--- start DOCUMENT EXTRACT ---
It’s worth talking about these status codes and why I’m printing them. A few things could (did) go wrong at this stage. One, your cookie for Steam could expire. However, this cookie seems to be good for at least 24 hours and I’m pretty sure even longer? But, if you’re working on this over multiple days you may need to re-login to Steam and find your new cookie and paste it into cookie at the top of the program. If you key expired you will get code 400 for a bad request. Other things is that the search URL is bad which results in a bad request, code 500. Double check your item name if this happens (more on that below). However, if this does occur, the code has exceptions to handle it and keep running.

Just need a little more for the item names. Sometimes I was getting duplicates. I would guess it was because item positions changed as we made our requests, eg item 100 moved to position 101 between getting 0 100 and 101 to 200. To remove duplicates in a [list] in Python you can set a [list] to a set then back to a [list]. Lastly, we’ll use pickle to save our [allItemNames] as a txt file in your current working directory so we don’t need to run this bit of code anymore (unless new items are released).

    allItemNames = list(set(allItemNames))
    
    # Save all the name so we don't have to do this step anymore
    # use pickle to save all the names so i dont have to keep running above code
    with open(gameID+'ItemNames.txt', "wb") as file: # change the text file name to whatever you want
        pickle.dump(allItemNames, file)

Get all the price data:

Now we have a large [list] stored as a txt file that contains all the names of each item that’s on the steam market for a given game. Now we will iterate through every item and make a more specific request about the price history for a given item. Steam will return a ton of price history data including the median sale price and number of sales (volume) for every day the item has been for sale.

First we’ll again loop through our gameList and read in our txt file with pickle.load(). Next we’ll create a Pandas dataframe. Pandas allows us to create nice tables (dataframe) of data and do lots of math on them easily. At this point we are just creating a blank dataframe and labeling our columns to add data to as we collect it. I put in the currRun variable to keep track of which item we’re on. Games with a lot of items can take hours (dota 2 has over 30,000 items, mainly TI trading cards) so keeping track of progress is nice.
--- end DOCUMENT EXTRACT ---
- **WRITTEN EXERCISE A**
According to the Steam market scraping text, how many items does dota 2 have?
This listing is unrelated to the Steam market scraping text.
--- start RECORD EXCERPTS ---
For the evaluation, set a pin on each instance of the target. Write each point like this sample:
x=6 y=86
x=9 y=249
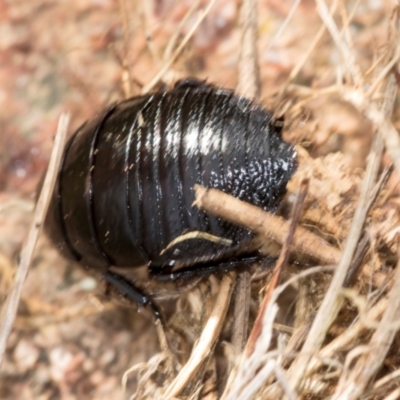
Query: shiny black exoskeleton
x=125 y=185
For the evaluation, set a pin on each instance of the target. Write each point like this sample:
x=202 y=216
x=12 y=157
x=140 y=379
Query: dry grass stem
x=353 y=384
x=9 y=309
x=269 y=226
x=278 y=269
x=248 y=86
x=248 y=71
x=167 y=65
x=207 y=340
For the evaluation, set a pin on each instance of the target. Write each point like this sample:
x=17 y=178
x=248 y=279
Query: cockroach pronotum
x=124 y=192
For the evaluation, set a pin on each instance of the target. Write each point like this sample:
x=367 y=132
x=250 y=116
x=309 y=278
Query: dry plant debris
x=332 y=68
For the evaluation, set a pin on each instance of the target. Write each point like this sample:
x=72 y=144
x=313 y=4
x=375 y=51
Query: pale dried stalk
x=241 y=380
x=267 y=225
x=248 y=86
x=332 y=300
x=348 y=56
x=9 y=310
x=179 y=49
x=207 y=339
x=348 y=336
x=352 y=386
x=249 y=75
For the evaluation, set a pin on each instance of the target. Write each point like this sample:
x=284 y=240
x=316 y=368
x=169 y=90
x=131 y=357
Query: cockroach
x=124 y=192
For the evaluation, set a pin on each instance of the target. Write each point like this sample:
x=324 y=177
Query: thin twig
x=279 y=267
x=249 y=75
x=178 y=51
x=10 y=308
x=248 y=86
x=353 y=384
x=268 y=226
x=207 y=339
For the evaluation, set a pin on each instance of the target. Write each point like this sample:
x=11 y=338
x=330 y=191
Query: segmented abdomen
x=125 y=187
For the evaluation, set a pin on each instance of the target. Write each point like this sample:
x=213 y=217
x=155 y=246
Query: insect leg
x=131 y=291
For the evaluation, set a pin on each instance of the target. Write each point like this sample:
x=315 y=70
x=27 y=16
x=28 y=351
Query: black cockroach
x=124 y=192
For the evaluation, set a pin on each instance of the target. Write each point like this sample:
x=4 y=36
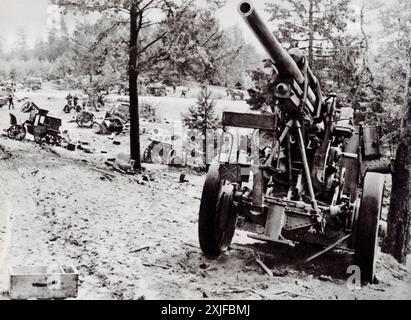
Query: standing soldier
x=11 y=103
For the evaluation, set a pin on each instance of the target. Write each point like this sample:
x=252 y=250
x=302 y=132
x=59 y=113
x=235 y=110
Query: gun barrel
x=284 y=62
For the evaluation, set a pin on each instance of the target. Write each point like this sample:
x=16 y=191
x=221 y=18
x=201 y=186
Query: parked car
x=34 y=83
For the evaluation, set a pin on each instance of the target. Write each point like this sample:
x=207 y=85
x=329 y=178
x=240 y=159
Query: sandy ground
x=138 y=240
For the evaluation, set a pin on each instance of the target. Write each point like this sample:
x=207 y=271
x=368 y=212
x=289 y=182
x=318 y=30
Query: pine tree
x=202 y=117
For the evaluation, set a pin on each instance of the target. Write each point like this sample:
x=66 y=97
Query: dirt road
x=139 y=241
x=136 y=239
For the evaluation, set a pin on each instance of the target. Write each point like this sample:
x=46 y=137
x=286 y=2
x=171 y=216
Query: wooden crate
x=43 y=282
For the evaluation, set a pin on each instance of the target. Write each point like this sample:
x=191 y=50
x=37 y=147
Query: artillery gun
x=309 y=185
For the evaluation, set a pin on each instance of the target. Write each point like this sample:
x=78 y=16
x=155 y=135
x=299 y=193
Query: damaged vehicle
x=45 y=129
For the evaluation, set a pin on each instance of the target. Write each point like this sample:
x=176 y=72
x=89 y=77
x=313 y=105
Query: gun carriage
x=309 y=185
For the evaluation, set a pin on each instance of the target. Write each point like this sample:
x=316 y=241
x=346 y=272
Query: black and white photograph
x=205 y=150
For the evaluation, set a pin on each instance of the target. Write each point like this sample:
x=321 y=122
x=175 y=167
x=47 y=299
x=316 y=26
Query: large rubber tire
x=366 y=245
x=16 y=132
x=217 y=216
x=66 y=109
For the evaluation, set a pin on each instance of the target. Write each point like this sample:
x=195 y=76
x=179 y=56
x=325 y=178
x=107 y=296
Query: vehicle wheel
x=66 y=109
x=26 y=107
x=16 y=132
x=51 y=139
x=85 y=120
x=366 y=246
x=218 y=214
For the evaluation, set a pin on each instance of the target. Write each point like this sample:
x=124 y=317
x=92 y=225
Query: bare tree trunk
x=311 y=35
x=133 y=77
x=398 y=238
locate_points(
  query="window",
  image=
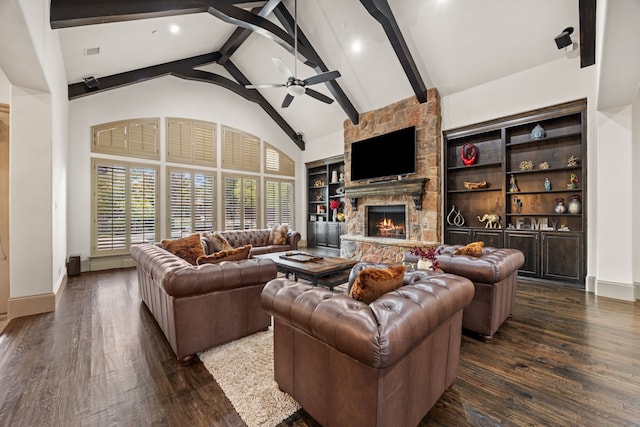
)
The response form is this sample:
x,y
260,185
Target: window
x,y
240,208
135,138
124,206
276,162
240,150
279,206
191,202
191,141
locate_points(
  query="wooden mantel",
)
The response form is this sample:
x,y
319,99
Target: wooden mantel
x,y
415,187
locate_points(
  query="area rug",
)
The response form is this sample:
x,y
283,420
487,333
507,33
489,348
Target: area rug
x,y
244,370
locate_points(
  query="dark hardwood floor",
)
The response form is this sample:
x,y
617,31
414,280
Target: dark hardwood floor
x,y
565,358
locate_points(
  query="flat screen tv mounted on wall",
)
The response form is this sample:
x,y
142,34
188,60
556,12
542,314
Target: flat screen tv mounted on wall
x,y
390,155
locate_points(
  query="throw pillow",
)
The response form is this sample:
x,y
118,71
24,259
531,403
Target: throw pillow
x,y
229,255
372,283
216,242
278,235
473,249
187,248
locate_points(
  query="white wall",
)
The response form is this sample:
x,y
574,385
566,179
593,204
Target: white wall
x,y
162,97
552,83
38,147
5,88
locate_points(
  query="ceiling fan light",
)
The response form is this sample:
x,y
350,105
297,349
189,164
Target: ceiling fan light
x,y
295,90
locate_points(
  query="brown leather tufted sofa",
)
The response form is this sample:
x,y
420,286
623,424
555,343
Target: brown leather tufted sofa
x,y
259,240
494,275
198,307
383,364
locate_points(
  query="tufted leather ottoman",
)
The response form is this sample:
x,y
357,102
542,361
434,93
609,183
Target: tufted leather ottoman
x,y
494,275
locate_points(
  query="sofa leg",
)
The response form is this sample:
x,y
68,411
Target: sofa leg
x,y
486,338
187,360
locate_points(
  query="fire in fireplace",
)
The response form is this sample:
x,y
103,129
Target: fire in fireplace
x,y
386,221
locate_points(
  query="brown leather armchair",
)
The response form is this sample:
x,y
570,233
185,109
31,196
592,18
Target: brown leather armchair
x,y
382,364
494,275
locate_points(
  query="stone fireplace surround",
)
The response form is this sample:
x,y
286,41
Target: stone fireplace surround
x,y
419,193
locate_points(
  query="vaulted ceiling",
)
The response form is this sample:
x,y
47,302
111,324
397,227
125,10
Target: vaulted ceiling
x,y
385,50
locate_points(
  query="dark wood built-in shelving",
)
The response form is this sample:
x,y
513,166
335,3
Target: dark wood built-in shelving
x,y
550,254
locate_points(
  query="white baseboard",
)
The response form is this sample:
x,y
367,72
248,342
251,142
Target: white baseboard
x,y
623,291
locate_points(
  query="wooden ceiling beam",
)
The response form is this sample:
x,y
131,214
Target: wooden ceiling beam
x,y
587,13
382,13
73,13
240,35
338,94
259,25
262,102
77,90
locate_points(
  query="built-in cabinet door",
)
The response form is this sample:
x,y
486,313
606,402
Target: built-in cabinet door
x,y
562,255
528,243
333,234
458,236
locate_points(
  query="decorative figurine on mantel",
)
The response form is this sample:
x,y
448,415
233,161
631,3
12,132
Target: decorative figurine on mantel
x,y
513,186
573,182
573,162
538,132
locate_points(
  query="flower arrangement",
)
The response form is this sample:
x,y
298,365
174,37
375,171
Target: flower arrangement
x,y
429,255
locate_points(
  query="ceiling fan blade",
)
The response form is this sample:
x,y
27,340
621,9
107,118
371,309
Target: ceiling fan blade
x,y
319,96
322,77
283,68
264,86
287,101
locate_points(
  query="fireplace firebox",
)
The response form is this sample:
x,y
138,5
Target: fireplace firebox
x,y
386,221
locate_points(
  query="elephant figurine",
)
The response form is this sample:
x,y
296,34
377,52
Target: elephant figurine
x,y
493,220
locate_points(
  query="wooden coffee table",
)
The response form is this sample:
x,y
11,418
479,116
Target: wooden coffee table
x,y
319,270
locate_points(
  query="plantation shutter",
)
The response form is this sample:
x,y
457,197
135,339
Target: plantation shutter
x,y
143,139
240,151
136,138
276,162
111,200
279,202
240,202
191,202
110,138
143,205
124,206
191,141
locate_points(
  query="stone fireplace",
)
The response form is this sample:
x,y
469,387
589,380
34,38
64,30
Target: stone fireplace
x,y
417,196
386,221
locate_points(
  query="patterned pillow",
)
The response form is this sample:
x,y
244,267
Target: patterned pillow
x,y
216,242
229,255
473,249
187,248
278,236
372,283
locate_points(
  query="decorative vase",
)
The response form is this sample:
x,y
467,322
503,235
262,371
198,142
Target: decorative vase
x,y
560,207
424,264
575,205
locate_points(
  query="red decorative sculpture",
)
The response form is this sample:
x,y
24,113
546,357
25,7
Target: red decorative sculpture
x,y
469,154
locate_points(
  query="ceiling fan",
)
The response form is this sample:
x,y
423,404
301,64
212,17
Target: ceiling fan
x,y
295,86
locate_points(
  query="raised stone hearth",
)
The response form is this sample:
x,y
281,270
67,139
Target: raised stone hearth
x,y
419,193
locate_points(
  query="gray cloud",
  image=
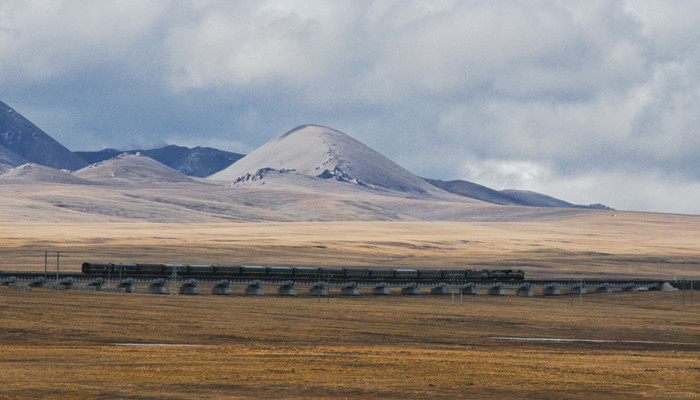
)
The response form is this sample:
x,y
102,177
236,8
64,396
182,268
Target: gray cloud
x,y
592,102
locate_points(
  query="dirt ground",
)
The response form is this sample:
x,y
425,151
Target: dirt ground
x,y
74,344
593,244
69,344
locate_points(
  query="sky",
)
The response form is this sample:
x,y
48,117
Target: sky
x,y
589,102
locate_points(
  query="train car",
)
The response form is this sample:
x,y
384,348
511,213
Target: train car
x,y
306,272
406,274
430,274
97,268
477,274
150,269
381,273
253,271
357,273
331,273
280,271
226,270
516,275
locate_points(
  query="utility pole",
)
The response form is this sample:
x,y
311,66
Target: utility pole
x,y
683,290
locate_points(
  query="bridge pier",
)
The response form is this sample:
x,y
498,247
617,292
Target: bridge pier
x,y
410,290
287,289
497,290
319,289
158,287
524,291
97,284
189,288
381,290
128,286
664,287
470,290
578,289
40,282
551,290
630,289
222,289
9,280
254,289
440,290
350,290
66,284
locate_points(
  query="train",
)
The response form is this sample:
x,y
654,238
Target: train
x,y
238,272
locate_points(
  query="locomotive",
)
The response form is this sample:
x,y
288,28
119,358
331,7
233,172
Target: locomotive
x,y
238,272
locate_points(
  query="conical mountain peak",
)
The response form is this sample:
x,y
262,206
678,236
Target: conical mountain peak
x,y
326,153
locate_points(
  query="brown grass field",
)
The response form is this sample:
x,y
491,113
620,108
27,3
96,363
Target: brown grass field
x,y
66,344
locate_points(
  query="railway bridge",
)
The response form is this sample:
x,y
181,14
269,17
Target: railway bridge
x,y
321,285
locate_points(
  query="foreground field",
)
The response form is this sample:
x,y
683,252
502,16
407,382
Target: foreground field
x,y
67,344
585,244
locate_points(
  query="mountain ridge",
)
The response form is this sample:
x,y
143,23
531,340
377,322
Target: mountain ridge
x,y
28,141
328,154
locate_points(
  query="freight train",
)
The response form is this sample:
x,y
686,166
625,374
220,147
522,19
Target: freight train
x,y
238,272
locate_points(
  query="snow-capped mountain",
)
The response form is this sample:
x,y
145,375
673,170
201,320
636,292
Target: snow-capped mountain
x,y
197,161
26,140
326,154
131,169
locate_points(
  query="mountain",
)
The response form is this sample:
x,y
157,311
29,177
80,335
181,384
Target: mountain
x,y
9,159
131,169
329,155
506,197
26,140
31,174
197,161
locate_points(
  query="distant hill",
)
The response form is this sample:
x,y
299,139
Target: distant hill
x,y
326,154
197,161
26,140
131,169
9,159
35,174
506,197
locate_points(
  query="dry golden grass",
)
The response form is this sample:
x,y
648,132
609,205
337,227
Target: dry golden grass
x,y
62,345
592,244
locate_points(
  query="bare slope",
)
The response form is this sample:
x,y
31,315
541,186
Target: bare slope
x,y
9,159
131,169
35,174
28,141
325,153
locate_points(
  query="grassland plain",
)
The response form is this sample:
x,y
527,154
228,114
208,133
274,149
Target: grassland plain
x,y
68,344
593,244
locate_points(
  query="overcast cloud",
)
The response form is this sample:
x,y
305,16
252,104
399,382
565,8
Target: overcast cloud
x,y
595,101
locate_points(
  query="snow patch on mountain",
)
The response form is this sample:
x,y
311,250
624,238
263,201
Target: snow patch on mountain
x,y
327,154
131,169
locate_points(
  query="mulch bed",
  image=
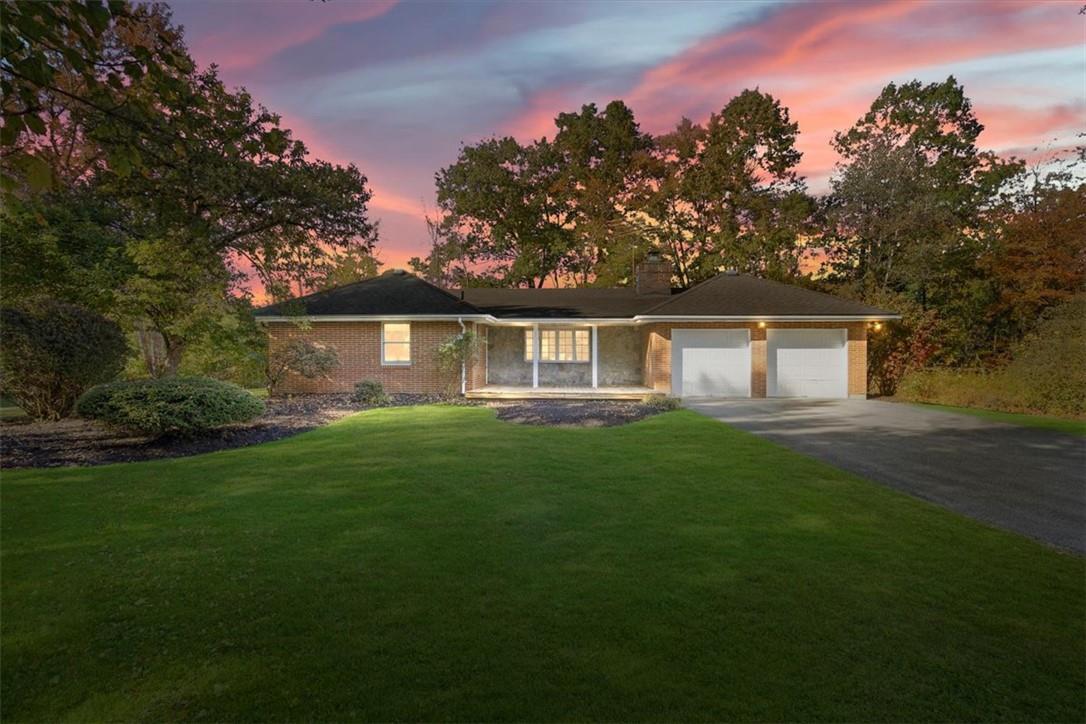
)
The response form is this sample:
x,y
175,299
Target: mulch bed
x,y
76,442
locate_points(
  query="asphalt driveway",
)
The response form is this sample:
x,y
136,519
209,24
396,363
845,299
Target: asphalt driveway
x,y
1021,479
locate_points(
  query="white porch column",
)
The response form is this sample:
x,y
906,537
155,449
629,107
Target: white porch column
x,y
595,356
535,355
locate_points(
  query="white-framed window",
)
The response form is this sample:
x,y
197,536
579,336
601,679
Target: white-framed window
x,y
562,345
395,343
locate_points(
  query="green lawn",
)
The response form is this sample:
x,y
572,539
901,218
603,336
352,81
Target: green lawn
x,y
1056,423
437,563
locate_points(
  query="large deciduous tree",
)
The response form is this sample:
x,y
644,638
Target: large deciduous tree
x,y
598,155
728,194
501,211
910,214
175,187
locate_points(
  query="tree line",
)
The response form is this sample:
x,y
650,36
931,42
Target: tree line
x,y
970,246
139,186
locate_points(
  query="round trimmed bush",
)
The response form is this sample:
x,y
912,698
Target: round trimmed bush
x,y
52,352
181,405
369,392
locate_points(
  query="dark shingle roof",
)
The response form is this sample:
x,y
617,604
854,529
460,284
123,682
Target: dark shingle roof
x,y
577,303
724,295
394,292
732,294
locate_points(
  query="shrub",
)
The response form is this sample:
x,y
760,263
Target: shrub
x,y
301,357
661,403
369,392
53,352
181,405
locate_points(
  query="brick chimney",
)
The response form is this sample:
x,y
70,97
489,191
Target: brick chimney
x,y
654,276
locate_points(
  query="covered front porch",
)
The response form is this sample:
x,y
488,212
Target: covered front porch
x,y
560,360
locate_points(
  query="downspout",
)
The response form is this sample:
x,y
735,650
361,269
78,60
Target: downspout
x,y
464,368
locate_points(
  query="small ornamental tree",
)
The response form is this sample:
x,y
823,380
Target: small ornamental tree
x,y
53,352
454,355
301,357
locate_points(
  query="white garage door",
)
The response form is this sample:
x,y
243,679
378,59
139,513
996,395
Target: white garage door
x,y
710,363
807,363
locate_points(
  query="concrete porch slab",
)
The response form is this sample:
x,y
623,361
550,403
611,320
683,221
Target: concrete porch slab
x,y
515,392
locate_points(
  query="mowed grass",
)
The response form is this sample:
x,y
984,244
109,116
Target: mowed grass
x,y
437,563
1063,424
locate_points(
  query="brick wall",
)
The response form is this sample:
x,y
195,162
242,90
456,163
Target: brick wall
x,y
477,369
358,346
657,345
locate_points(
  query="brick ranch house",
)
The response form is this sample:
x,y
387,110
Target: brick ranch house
x,y
733,335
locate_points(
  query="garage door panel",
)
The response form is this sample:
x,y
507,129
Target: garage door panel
x,y
807,363
710,363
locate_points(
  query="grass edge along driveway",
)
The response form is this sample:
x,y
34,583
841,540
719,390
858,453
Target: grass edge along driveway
x,y
437,563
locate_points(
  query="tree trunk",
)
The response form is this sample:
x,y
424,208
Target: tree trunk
x,y
162,354
152,348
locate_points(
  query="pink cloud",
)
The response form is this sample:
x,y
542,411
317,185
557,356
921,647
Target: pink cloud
x,y
826,62
237,40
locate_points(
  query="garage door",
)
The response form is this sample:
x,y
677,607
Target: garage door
x,y
710,363
807,363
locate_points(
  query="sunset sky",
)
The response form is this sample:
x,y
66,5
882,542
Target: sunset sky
x,y
396,87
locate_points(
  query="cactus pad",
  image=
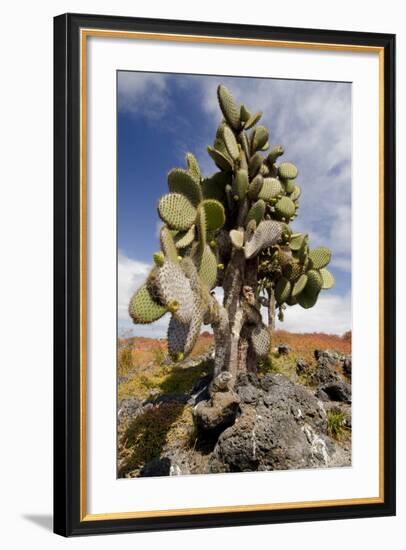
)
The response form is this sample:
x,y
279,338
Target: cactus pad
x,y
193,167
208,267
256,212
228,107
185,238
299,285
182,182
143,308
172,285
221,160
240,184
168,245
285,208
282,290
287,171
261,341
237,238
231,143
215,215
252,120
327,278
259,138
176,211
255,164
320,257
271,188
266,234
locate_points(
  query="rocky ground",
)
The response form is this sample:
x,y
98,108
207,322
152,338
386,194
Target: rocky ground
x,y
175,420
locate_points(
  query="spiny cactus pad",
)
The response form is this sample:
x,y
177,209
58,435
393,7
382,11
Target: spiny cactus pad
x,y
220,159
193,167
168,245
172,285
231,143
180,181
185,238
256,212
285,208
208,267
229,107
320,257
271,188
282,290
176,211
215,215
240,184
143,308
267,234
261,341
327,278
299,285
287,170
259,138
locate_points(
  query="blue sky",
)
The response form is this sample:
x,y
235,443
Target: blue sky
x,y
163,116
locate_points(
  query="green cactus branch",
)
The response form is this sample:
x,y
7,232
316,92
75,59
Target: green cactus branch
x,y
231,230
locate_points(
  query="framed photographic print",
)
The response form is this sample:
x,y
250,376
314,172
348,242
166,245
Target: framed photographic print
x,y
224,274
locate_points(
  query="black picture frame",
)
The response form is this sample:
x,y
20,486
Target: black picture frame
x,y
67,350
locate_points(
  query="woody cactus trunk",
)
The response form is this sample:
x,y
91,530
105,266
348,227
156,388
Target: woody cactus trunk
x,y
231,230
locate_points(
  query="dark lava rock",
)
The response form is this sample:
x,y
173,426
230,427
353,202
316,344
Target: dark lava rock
x,y
286,429
335,391
156,467
301,366
218,413
347,366
283,349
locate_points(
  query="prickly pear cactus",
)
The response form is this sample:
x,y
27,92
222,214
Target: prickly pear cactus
x,y
231,229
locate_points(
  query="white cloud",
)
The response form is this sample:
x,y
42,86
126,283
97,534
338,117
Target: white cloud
x,y
144,94
331,314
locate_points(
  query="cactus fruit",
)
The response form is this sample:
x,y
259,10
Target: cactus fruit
x,y
231,229
255,187
282,290
299,285
214,214
252,120
259,138
266,234
327,278
193,167
255,164
208,267
285,208
231,143
320,257
228,107
261,341
168,245
287,171
274,154
214,187
295,193
271,188
180,181
143,308
256,212
185,238
220,159
240,184
237,238
176,211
--- end RECORD EXCERPTS ---
- **WRITTEN EXERCISE B**
Pick out each line of the listing that contains the string "edge", matching case exactly.

- **TASK SOLUTION A**
Over 30,000 items, mainly TI trading cards.

- **TASK SOLUTION B**
  query="grass edge along driveway",
Target: grass edge along driveway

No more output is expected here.